**WHAT THE EXERCISE ASKS**
Locate the line containing "Scan for anaheim", then please write out that line and all the lines below it in the entries exactly.

**SOURCE MATERIAL**
★ ★ ★ ★ ★

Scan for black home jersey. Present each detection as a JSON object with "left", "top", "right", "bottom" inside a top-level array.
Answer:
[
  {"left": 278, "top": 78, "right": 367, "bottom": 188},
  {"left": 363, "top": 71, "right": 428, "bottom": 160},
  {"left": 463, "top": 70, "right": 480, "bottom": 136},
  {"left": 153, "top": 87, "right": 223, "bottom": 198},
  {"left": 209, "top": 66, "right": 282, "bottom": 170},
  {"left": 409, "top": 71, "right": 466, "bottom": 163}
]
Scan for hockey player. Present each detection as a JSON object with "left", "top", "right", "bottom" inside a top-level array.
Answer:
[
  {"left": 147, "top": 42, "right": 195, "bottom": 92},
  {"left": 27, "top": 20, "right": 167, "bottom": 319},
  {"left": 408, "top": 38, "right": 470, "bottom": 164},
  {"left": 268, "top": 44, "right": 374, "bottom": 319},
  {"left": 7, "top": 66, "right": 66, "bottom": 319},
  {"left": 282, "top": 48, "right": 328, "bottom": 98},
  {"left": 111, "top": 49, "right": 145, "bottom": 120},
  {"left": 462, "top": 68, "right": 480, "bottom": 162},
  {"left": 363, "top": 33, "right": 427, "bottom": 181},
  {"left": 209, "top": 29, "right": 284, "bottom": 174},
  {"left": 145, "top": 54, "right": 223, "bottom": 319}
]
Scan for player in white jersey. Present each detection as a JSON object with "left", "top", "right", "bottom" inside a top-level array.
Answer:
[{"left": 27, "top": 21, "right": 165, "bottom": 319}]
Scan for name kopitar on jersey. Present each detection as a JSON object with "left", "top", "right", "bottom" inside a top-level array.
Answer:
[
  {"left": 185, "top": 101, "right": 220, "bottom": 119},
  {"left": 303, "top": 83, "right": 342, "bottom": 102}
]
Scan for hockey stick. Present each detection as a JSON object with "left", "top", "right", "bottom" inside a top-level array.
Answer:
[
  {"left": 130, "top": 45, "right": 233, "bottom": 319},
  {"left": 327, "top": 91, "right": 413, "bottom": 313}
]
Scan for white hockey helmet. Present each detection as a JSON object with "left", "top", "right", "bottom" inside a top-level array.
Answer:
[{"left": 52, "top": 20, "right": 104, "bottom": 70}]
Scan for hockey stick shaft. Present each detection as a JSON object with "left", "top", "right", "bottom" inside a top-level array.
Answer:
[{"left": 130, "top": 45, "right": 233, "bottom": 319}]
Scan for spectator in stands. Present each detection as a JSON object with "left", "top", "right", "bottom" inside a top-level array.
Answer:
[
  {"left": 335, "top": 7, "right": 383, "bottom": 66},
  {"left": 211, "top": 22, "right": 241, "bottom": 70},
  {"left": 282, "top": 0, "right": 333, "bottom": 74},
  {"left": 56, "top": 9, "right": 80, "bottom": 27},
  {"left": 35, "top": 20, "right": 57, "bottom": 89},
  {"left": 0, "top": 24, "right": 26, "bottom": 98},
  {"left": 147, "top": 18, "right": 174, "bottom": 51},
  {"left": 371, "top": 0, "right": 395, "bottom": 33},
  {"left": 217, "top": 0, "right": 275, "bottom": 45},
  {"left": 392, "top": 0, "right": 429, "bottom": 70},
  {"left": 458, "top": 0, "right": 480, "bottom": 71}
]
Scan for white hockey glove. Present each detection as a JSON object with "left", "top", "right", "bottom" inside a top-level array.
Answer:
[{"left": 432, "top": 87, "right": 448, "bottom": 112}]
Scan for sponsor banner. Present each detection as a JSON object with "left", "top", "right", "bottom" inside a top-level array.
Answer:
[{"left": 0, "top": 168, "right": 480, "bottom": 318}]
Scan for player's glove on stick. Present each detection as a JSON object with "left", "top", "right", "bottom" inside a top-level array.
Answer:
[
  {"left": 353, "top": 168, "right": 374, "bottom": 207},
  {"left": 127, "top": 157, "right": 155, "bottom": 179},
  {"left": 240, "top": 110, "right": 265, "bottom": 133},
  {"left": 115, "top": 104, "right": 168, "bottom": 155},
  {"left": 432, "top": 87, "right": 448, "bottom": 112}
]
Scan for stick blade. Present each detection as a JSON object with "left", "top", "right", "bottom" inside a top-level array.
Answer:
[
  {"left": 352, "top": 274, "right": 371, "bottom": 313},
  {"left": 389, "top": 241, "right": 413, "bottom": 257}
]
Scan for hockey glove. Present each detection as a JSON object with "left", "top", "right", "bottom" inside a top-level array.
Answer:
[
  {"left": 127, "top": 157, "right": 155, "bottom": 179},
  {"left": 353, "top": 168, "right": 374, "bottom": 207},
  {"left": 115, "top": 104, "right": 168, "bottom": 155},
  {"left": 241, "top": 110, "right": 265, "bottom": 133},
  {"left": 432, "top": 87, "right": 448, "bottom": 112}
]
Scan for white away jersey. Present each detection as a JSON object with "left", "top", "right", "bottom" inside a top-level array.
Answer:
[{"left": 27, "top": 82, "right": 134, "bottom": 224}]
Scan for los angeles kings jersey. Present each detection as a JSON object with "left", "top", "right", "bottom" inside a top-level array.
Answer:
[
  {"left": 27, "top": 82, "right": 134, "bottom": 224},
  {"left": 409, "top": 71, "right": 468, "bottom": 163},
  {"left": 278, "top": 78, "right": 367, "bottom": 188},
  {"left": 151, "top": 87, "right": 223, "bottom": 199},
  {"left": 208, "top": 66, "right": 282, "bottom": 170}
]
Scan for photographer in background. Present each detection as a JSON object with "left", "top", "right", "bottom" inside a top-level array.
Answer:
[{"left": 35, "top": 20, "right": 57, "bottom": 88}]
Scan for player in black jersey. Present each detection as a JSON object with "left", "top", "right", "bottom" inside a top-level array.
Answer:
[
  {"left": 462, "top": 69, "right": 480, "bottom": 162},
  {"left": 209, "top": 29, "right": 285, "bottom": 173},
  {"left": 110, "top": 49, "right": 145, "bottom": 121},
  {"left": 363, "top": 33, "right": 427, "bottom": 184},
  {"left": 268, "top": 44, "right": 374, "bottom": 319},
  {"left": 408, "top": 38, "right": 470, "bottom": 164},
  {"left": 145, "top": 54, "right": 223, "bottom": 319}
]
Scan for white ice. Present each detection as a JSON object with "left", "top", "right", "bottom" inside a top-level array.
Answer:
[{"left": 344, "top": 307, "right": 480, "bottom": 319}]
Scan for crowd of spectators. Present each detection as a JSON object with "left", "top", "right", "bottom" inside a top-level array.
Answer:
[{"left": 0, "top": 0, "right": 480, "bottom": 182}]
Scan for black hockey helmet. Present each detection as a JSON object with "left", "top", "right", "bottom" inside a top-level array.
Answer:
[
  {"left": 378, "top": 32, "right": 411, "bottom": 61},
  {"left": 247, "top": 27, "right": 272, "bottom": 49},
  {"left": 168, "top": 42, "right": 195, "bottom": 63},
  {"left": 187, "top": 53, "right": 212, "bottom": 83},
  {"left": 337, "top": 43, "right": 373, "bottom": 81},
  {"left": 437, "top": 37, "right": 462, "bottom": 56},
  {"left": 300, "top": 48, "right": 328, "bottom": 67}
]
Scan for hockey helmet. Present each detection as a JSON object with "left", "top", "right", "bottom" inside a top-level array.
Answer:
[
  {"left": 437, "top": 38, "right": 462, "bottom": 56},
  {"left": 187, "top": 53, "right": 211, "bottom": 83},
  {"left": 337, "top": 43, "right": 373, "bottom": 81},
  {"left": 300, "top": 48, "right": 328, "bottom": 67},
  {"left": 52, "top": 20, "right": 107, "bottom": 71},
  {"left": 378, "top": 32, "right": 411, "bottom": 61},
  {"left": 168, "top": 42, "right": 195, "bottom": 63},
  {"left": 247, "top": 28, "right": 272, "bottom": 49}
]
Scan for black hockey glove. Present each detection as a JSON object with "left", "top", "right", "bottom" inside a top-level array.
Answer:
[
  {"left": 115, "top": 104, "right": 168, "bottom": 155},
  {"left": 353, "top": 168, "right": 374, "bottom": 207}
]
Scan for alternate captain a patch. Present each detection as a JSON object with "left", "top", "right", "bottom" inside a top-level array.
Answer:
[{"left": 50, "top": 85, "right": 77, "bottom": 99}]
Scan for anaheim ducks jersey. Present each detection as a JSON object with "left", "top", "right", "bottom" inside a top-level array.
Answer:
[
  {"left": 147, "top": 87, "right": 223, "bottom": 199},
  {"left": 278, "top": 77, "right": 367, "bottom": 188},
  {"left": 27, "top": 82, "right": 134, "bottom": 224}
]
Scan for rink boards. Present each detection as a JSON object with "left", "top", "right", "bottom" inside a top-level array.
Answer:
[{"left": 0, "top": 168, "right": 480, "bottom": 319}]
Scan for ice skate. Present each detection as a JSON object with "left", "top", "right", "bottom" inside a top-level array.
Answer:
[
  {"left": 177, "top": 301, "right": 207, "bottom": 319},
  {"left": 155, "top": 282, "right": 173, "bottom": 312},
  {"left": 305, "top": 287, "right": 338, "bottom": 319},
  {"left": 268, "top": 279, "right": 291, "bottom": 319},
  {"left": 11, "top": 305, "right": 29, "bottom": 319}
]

★ ★ ★ ★ ★

**EXERCISE SOLUTION**
Scan for anaheim ducks jersey. Present each detection as a JSON object with "left", "top", "right", "bottom" inside a top-level array.
Answer:
[
  {"left": 147, "top": 87, "right": 223, "bottom": 199},
  {"left": 278, "top": 77, "right": 367, "bottom": 188},
  {"left": 27, "top": 82, "right": 134, "bottom": 224}
]
Scan for rink boards. Present each detection as a JSON object with "left", "top", "right", "bottom" inside a top-level array.
Answer:
[{"left": 0, "top": 168, "right": 480, "bottom": 319}]
Scan for ice skate. Present each detection as a JSON object with "left", "top", "right", "bottom" inside a top-level array.
Answer:
[
  {"left": 177, "top": 301, "right": 207, "bottom": 319},
  {"left": 155, "top": 282, "right": 173, "bottom": 312},
  {"left": 305, "top": 287, "right": 338, "bottom": 319},
  {"left": 268, "top": 279, "right": 291, "bottom": 319},
  {"left": 11, "top": 305, "right": 29, "bottom": 319}
]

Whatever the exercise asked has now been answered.